◆ **Try it**:
Each record below is to be reproduced without any change.

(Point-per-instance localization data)

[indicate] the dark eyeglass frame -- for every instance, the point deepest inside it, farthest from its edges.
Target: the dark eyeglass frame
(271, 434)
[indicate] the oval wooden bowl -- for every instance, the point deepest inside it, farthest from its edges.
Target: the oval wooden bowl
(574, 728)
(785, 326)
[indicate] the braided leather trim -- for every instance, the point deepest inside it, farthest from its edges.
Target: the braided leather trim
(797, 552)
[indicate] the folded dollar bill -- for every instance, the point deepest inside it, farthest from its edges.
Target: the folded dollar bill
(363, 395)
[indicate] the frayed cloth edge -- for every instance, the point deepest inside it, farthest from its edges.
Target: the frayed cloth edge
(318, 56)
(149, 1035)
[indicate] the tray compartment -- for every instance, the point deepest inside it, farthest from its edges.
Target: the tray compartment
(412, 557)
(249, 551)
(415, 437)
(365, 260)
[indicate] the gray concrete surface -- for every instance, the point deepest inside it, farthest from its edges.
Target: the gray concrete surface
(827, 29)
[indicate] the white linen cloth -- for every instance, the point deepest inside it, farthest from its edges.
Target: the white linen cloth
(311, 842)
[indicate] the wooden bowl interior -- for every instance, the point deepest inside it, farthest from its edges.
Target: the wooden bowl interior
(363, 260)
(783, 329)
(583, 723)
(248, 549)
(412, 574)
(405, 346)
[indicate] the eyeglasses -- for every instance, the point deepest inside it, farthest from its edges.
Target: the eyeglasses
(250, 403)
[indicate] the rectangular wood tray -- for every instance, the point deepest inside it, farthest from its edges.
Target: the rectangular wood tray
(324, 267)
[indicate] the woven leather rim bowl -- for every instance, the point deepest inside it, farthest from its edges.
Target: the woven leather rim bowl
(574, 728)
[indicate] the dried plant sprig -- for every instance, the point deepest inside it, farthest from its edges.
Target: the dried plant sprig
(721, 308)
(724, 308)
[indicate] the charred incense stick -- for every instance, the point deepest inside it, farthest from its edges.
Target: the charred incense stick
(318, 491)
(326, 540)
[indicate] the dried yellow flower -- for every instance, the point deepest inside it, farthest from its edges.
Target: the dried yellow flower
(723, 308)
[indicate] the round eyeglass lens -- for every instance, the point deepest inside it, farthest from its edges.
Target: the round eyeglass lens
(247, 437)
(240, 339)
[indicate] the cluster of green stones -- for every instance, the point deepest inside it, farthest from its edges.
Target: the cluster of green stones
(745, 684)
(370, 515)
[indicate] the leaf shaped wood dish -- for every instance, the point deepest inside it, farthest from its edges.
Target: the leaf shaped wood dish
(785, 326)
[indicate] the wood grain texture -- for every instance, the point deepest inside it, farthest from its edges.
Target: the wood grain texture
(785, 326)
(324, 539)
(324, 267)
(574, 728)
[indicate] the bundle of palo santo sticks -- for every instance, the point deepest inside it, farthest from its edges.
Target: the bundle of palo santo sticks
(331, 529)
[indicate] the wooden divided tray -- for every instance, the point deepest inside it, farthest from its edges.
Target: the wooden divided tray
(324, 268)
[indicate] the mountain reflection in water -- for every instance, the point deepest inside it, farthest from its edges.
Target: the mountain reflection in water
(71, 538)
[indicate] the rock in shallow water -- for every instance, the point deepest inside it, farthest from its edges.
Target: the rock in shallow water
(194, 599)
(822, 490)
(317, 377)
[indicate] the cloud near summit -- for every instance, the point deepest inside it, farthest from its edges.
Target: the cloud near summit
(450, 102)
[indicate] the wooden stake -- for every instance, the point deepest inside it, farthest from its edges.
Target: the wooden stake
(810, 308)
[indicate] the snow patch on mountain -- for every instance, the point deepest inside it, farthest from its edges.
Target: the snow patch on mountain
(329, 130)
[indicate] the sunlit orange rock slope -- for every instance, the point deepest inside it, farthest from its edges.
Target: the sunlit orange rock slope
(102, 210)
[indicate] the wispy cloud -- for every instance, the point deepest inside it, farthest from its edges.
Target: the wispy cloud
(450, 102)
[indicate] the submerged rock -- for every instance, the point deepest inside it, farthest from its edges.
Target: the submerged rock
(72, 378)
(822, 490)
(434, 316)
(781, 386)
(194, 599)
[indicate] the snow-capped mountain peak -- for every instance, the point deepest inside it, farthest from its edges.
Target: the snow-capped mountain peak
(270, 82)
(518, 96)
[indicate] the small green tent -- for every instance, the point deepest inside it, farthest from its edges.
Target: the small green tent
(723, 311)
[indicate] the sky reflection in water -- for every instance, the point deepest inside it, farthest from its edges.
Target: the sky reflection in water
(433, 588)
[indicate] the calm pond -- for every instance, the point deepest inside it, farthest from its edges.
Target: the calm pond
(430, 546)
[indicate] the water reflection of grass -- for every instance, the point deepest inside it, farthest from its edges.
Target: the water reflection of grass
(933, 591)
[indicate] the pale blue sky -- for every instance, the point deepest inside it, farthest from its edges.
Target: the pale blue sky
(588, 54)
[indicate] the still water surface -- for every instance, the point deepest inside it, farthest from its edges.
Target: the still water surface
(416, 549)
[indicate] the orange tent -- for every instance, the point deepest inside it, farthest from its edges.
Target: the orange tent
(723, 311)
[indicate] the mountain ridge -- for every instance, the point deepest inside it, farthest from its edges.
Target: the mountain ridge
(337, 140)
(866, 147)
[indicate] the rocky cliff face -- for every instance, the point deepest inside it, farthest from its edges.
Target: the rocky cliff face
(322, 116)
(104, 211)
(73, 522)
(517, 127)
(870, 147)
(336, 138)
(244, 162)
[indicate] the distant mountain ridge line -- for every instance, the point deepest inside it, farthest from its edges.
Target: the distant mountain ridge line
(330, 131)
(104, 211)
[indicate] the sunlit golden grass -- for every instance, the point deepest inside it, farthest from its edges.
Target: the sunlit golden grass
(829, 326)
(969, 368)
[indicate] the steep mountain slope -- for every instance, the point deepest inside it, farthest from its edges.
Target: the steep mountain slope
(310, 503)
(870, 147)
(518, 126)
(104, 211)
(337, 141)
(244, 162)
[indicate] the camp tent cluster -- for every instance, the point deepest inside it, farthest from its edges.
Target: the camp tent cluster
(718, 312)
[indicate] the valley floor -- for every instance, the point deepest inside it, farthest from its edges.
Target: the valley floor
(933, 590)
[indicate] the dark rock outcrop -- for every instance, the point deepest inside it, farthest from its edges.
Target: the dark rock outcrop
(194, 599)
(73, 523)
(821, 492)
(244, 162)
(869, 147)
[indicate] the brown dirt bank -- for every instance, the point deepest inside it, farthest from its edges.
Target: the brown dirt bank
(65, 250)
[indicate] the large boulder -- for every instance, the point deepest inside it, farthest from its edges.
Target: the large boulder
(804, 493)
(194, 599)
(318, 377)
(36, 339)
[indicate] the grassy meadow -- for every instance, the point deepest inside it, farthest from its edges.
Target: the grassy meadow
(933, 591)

◆ **Written solution**:
[indicate] the dark eyeglass frame -- for every instance, the point deepest inside it, farthest from its edges.
Target: the dark eyeglass frame
(271, 434)
[indicate] the oval wooden bowl -- for every instance, the point deepest inside it, farthest from its edges.
Target: the oval wooden bowl
(574, 728)
(785, 326)
[indicate] the braided leather trim -- for every instance, the point deepest inside it, farthest from its edges.
Target: the braided leather trim
(797, 552)
[indicate] the folded dollar bill -- for every instance, the point deepest inside it, farthest from its edges.
Target: the folded dollar bill
(363, 395)
[indicate] the frayed cloth edge -- for every instance, the point deepest inside it, farthest from its edges.
Target: the frayed cloth edge
(318, 56)
(149, 1035)
[indicate] the tray compartment -- for every instance, the point deepest inside it, farthest from its edges.
Target: the tray compartment
(412, 557)
(249, 551)
(415, 437)
(365, 260)
[indicate] the gray concrete surface -- for every instance, the point deepest inside it, farthest from its edges.
Target: the gray concrete surface
(827, 29)
[indicate] the white linen cloth -- for every instance, the point deepest inside it, farthest from its edges.
Target: the white linen cloth
(311, 842)
[indicate] the wooden bowl interior -- for every instance, the point deepest inside it, farthest from its edges.
Target: the wooden bowl interior
(363, 260)
(783, 329)
(583, 723)
(248, 549)
(412, 574)
(405, 346)
[indicate] the eyeglasses -- for every instance, the point deepest inside it, farthest from its edges.
Target: the eyeglasses
(250, 403)
[indicate] the rectangular wood tray -- for every instance, the point deepest inside it, farthest from its edges.
Target: the rectangular wood tray
(324, 267)
[indicate] the woven leather rim bowl -- for every instance, the point deepest inside it, farthest from its edges.
Target: the woven leather rim bowl
(574, 728)
[indicate] the dried plant sprig -- for every instance, the point deepest inside it, farthest from its edges.
Target: the dried plant sprig
(721, 308)
(724, 308)
[indicate] the charred incense stick -- for every instance, the point deepest inside it, farthest from its edges.
Target: the charred incense stick
(318, 491)
(326, 540)
[indicate] the dried yellow flower -- for every instance, the point deepest inside it, farthest from its edges.
Target: the dried yellow flower
(723, 308)
[indicate] the round eyeglass lens -- for every instance, the point deepest inside it, farthest from its edges.
Target: the round eyeglass lens
(247, 437)
(240, 339)
[indicate] the cluster of green stones -- for every instance, the point deepest inside it, farthest from its edges.
Target: the cluster of green stones
(745, 684)
(370, 515)
[indicate] the leaf shaped wood dish -- for every instance, the point deepest inside it, farthest from its edges.
Target: the leaf shaped wood dish
(785, 326)
[indicate] the wood grain texture -- for every instance, the point deepest inside it, farthest from its edges.
Target: the wood grain texture
(785, 326)
(324, 539)
(324, 267)
(574, 728)
[indicate] the bundle of palo santo sticks -- for every instance, the point deepest inside it, farthest from its edges.
Target: the bundle of palo santo sticks
(331, 529)
[indicate] the wooden divided tray -- for every instance, the point deepest inside it, farthest from its edges.
Target: the wooden divided tray
(324, 268)
[indicate] the mountain reflection in water -- for every instance, the point deepest inside it, farthest from its edges.
Target: the mountain reflection in water
(71, 538)
[indicate] the rock in shallow water -- for every instance, the point deepest inside it, farthest from its edges.
Target: the rock in shallow water
(194, 599)
(822, 490)
(317, 377)
[indicate] the cloud near summit -- for every instance, the point deepest inside it, farthest from its edges.
Target: the cloud near summit
(450, 102)
[indicate] the wooden stake -- for every instance, the point deepest inside it, farthest from its edges.
Target: the wooden stake
(810, 308)
[indicate] the snow patch on mountain -- for every instance, the point deepest inside it, farthest from its edges.
Target: the snow patch on mountain
(329, 130)
[indicate] the sunlit orange rock slope -- for every instance, the point deepest inside it, farthest from its edges.
Target: the sunlit orange rock slope
(102, 210)
[indicate] the wispy cloud -- for every instance, the point deepest inside it, farthest from its edges.
Target: the wispy cloud
(450, 102)
[indicate] the submerged rock -- for every instance, the point deepest inside it, farthest from its edges.
Target: the submerged rock
(72, 378)
(822, 490)
(434, 316)
(781, 386)
(194, 599)
[indicate] the snow-capped mountain peak -- for every instance, the point deepest inside it, farthest from its edges.
Target: the snow-capped mountain peak
(270, 82)
(518, 96)
[indicate] the small green tent -- for every instance, the point deepest inside it, farthest from its edges.
Target: the small green tent
(723, 311)
[indicate] the sky reflection in water -- for every instance, the point deepest inside it, farthest from its edges.
Target: the sky reflection in water
(433, 588)
[indicate] the calm pond -- for every instance, the point deepest inside it, farthest from its edges.
Target: the calm pond
(430, 546)
[indicate] the water reflection of grass -- for every instance, the point deepest inside it, farthest from its edges.
Target: the water reflection of grass
(933, 591)
[indicate] the pale blue sky -- for every instance, the point deepest inside it, farthest from its edges.
Target: the pale blue sky
(588, 54)
[indicate] the still water surface -- for every instance, the point deepest inside it, farthest from its edges.
Target: the still water surface
(416, 549)
[indicate] the orange tent -- for every instance, the point deepest inside it, farthest from its edges.
Target: the orange tent
(723, 311)
[indicate] the mountain ridge -- for every instance, the point deepest inside it, farthest from its edges.
Target: the mountain ridge
(337, 140)
(866, 147)
[indicate] the rocky cliff face -- for every instance, the point deepest inside it, farthest from its edges.
Target: the rocky cliff face
(322, 116)
(104, 211)
(73, 522)
(517, 127)
(870, 147)
(336, 138)
(244, 162)
[indicate] the distant mountain ridge line -- for every instance, the point deepest inside it, farthest from its edges.
Target: the distant mountain ridge line
(330, 131)
(104, 211)
[indicate] the sunlit golden grass -- for every instance, the point deepest inside it, farthest from its edges.
Target: the sunlit golden grass
(829, 326)
(969, 368)
[indicate] the steep mountain slope -- for every instance, the point deepest inside it, farthest from its edges.
Target: the steep mountain slope
(310, 503)
(870, 147)
(518, 126)
(104, 211)
(337, 141)
(244, 162)
[indicate] the camp tent cluster -- for every instance, the point deepest inside it, farthest from its edges.
Target: the camp tent cluster
(718, 312)
[indicate] the valley floor -- for every instance, the point deepest inside it, farthest from its edges.
Target: the valley floor
(933, 590)
[indicate] the dark rock outcrop -- for every instance, the point deepest inside it, farthest from its edges.
Target: the dark rock outcrop
(194, 599)
(73, 523)
(821, 492)
(244, 162)
(869, 147)
[indicate] the brown dirt bank -- for every instance, the point deepest inside it, farthest from its edges.
Target: the brown dirt bank
(65, 250)
[indicate] the large boulder -- for every instance, the point deepest inside it, farthest from its edges.
Target: the large boulder
(804, 493)
(194, 599)
(318, 377)
(36, 339)
[indicate] the grassy meadow -- for every instance, the point deepest inside it, farthest from its edges.
Target: the grassy meadow
(933, 591)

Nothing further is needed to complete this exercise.